=== Excerpt to read ===
Open MPI logo

Open MPI User's Mailing List Archives

  |   Home   |   Support   |   FAQ   |   all Open MPI User's mailing list

Subject: Re: [OMPI users] how to make a process start and then join a MPI group
From: Aurélien Bouteiller (bouteill_at_[hidden])
Date: 2008-07-28 16:56:25


Having different values is fine for high parameter.

I think the problem comes from using NULL, NULL instead of &argc,
&argv as parameters for MPI_Init. This toy application works for me on
trunk. If you still experience troubles on 1.2, please let us know.

**********************
intercomm_merge_parent.c

#include <stdlib.h>
#include <stdio.h>
#include <mpi.h>

#define NKIDS 3

#define CHECK_MPI_CODE(expr) do { \
     int ret = expr; \
     if(MPI_SUCCESS != ret) { \
         printf("ERROR %d\tat line %d\n", ret, __LINE__); \
         return -ret; \
     } \
} while(0)
=== Supplied information ===
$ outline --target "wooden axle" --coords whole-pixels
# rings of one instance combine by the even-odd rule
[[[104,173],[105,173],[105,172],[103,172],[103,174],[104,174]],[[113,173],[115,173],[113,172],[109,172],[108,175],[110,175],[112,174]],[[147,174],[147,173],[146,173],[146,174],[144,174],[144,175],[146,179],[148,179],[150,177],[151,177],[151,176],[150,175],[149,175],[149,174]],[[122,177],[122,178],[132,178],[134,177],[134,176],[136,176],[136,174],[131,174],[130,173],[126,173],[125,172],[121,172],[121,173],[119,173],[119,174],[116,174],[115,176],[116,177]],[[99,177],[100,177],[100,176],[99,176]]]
===
** Aim **
Transcribe the stretch of the Open MPI mailing list reply from "I think the" through "let us know.".

** Answer to this problem **
I think the problem comes from using NULL, NULL instead of &argc,
&argv as parameters for MPI_Init. This toy application works for me on
trunk. If you still experience troubles on 1.2, please let us know.